Saved data entries:
+ + + + + + +

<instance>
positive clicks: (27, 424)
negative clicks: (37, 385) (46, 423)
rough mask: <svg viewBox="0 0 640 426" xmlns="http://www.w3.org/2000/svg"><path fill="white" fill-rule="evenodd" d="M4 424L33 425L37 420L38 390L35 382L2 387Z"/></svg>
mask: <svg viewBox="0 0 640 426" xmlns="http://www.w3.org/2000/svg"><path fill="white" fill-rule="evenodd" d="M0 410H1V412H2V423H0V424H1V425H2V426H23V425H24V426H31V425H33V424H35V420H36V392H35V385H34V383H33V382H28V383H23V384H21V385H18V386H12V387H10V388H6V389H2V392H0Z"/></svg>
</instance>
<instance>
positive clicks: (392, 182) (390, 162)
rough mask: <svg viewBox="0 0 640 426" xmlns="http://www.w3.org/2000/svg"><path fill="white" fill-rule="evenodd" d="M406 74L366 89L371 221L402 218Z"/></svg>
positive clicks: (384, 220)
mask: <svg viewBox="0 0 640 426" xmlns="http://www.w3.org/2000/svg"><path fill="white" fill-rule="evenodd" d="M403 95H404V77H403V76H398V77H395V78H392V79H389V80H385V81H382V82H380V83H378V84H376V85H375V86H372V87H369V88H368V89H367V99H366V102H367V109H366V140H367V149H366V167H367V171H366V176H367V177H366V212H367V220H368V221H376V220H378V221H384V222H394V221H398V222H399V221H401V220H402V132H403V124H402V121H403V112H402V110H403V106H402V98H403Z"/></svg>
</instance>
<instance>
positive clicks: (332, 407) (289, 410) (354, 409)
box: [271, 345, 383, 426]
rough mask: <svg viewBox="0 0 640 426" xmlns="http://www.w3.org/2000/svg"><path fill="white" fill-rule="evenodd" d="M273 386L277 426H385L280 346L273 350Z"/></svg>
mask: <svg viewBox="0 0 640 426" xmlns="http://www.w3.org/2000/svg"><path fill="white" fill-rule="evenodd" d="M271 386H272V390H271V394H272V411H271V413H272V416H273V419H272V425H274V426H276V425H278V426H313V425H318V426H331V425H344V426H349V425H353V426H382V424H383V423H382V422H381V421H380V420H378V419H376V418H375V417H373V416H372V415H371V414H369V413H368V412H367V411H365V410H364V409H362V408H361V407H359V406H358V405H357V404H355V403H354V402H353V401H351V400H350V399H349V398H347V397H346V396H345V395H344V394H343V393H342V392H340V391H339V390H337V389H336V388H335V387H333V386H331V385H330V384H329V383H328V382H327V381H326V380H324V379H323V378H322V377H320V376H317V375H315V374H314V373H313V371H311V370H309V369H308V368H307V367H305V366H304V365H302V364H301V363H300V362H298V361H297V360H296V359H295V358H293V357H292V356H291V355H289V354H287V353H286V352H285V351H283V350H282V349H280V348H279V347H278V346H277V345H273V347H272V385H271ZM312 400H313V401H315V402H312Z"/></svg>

+ + + + + + +

- _WORK TO BE COMPLETED_:
Please quote the records above exactly, without skipping a line.

- _RESULT OF THE TASK_:
<instance>
positive clicks: (27, 424)
negative clicks: (37, 385) (46, 423)
rough mask: <svg viewBox="0 0 640 426" xmlns="http://www.w3.org/2000/svg"><path fill="white" fill-rule="evenodd" d="M4 424L33 425L37 420L38 390L35 382L2 387Z"/></svg>
mask: <svg viewBox="0 0 640 426" xmlns="http://www.w3.org/2000/svg"><path fill="white" fill-rule="evenodd" d="M0 410H1V412H2V423H0V424H1V425H2V426H23V425H24V426H31V425H33V424H35V420H36V392H35V385H34V383H33V382H28V383H23V384H21V385H18V386H12V387H10V388H6V389H2V392H0Z"/></svg>
</instance>
<instance>
positive clicks: (392, 182) (390, 162)
rough mask: <svg viewBox="0 0 640 426" xmlns="http://www.w3.org/2000/svg"><path fill="white" fill-rule="evenodd" d="M406 74L366 89L371 221L402 218Z"/></svg>
positive clicks: (384, 220)
mask: <svg viewBox="0 0 640 426" xmlns="http://www.w3.org/2000/svg"><path fill="white" fill-rule="evenodd" d="M403 95H404V77H403V76H398V77H395V78H392V79H389V80H385V81H382V82H380V83H378V84H376V85H375V86H372V87H369V88H368V89H367V99H366V102H367V109H366V140H367V149H366V167H367V171H366V176H367V177H366V212H367V220H368V221H376V220H378V221H384V222H394V221H398V222H399V221H401V220H402V132H403V124H402V121H403V112H402V110H403V106H402V98H403Z"/></svg>
</instance>
<instance>
positive clicks: (332, 407) (289, 410) (354, 409)
box: [271, 345, 383, 426]
rough mask: <svg viewBox="0 0 640 426" xmlns="http://www.w3.org/2000/svg"><path fill="white" fill-rule="evenodd" d="M273 386L277 426H385L280 346L273 350Z"/></svg>
mask: <svg viewBox="0 0 640 426" xmlns="http://www.w3.org/2000/svg"><path fill="white" fill-rule="evenodd" d="M271 386H272V390H271V394H272V411H271V413H272V416H273V419H272V425H274V426H276V425H278V426H313V425H318V426H331V425H344V426H349V425H353V426H382V424H383V423H382V422H381V421H380V420H378V419H376V418H375V417H373V416H372V415H371V414H369V413H368V412H367V411H365V410H364V409H362V408H361V407H359V406H358V405H357V404H355V403H354V402H353V401H351V400H350V399H349V398H347V397H346V396H345V395H344V394H343V393H342V392H340V391H339V390H337V389H336V388H335V387H333V386H331V385H330V384H329V383H328V382H327V381H326V380H324V379H323V378H322V377H320V376H317V375H315V374H314V373H313V371H311V370H309V369H308V368H307V367H305V366H304V365H302V364H301V363H300V362H298V361H297V360H296V359H295V358H293V357H292V356H291V355H289V354H287V353H286V352H285V351H283V350H282V349H280V348H279V347H278V346H277V345H273V347H272V385H271ZM312 400H313V401H315V402H312Z"/></svg>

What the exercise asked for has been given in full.